→ ASSIGNMENT
Print the material underneath in full, keeping every line exactly as it is.

→ DATA SUPPLIED
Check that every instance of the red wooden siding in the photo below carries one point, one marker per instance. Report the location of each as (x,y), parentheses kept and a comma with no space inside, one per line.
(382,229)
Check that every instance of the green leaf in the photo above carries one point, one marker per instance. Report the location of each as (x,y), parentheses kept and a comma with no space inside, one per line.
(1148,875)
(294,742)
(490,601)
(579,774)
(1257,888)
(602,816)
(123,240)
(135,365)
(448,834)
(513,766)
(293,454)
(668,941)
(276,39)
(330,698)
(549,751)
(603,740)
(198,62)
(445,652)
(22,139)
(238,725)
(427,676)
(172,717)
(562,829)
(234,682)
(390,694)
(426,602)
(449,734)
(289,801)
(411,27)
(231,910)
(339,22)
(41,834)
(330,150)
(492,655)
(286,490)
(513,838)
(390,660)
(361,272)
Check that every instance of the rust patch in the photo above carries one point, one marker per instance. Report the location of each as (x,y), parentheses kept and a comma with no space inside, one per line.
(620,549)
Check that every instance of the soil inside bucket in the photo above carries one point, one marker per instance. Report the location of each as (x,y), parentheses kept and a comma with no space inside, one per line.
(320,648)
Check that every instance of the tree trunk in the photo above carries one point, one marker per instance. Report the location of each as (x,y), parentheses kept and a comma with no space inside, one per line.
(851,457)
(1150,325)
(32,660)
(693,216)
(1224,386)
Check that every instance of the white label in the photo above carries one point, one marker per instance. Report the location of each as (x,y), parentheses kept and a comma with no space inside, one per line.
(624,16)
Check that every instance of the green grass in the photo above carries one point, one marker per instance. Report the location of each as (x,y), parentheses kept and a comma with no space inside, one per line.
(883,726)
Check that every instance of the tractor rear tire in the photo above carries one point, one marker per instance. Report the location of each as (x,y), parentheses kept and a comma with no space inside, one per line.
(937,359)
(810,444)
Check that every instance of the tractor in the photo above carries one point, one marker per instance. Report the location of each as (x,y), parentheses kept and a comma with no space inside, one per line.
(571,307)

→ ANSWER
Check that every instance of the red wooden siding in the photo below carries one point, one marker per instance. Report the location of each as (x,y), parentheses kept and a comma with no space inside, one per line.
(382,229)
Check that every instance of the green leaf in the photo above carries one point, one marker per instance. Report the location of each as (x,y), parentheses kept and a comma with no space inside, one per line.
(1148,875)
(294,742)
(490,601)
(579,774)
(1257,888)
(602,816)
(123,240)
(135,365)
(448,834)
(513,766)
(293,454)
(668,941)
(276,39)
(330,698)
(549,751)
(603,740)
(198,62)
(445,652)
(22,139)
(238,725)
(427,676)
(172,717)
(562,829)
(234,682)
(390,694)
(426,602)
(449,734)
(289,801)
(411,27)
(231,910)
(339,22)
(41,834)
(330,150)
(492,655)
(286,490)
(513,838)
(390,660)
(361,272)
Check that every instance of the rust patch in the photo above carries one point, one marker per instance. Report the location of each as (x,y), parentheses kept and a comma with no space inside, one per line.
(620,549)
Check that every instance of the soil inside bucket in the photo above carries one point, one marker per instance. Report the location of each as (x,y), parentheses kept and a comma with no space inside, one per line.
(320,648)
Check that every instance of the tree trunk in the photo above carries one point, one marker per instance. Report the location of each as (x,y), parentheses kept and a comma with no space inside, one per line.
(851,457)
(1150,325)
(32,660)
(693,216)
(1224,386)
Check that every instance of the white label in the photo above carries one point, one marker per instance. Report the location of each as (x,y), parentheses kept and a comma with no space inside, one per line.
(624,16)
Check that every instance of the green grass in the photo above carries one point, one marker per instance. Report the location of each as (x,y), parentheses kept and a comma with no space inside, one per line.
(883,726)
Check that every instance of the tractor rear tire in the photo above carries one point, one marker per instance. Report the location of each as (x,y), parentheses kept and a comma with no space inside, one per line.
(937,359)
(810,444)
Check that every instance of the tractor in the photo above carries one point, one marker per instance. Report the location of each as (x,y), parentheses kept and a comma with no space inside, one per line.
(571,307)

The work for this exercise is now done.